• [Aim]: Rewrite every line of the records with "comma-separated" changed to "comma-delimited", leaving all other text the same.

Entries from a pointing dataset

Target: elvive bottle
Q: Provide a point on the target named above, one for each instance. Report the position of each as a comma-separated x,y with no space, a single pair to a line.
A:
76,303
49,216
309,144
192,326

• [Output for this task]:
Target: elvive bottle
Q: Provide a point on the target named above, one for each instance. Report the position of each as a comma-delimited x,y with no space, a single pair to a line.
A:
76,303
49,216
309,144
192,326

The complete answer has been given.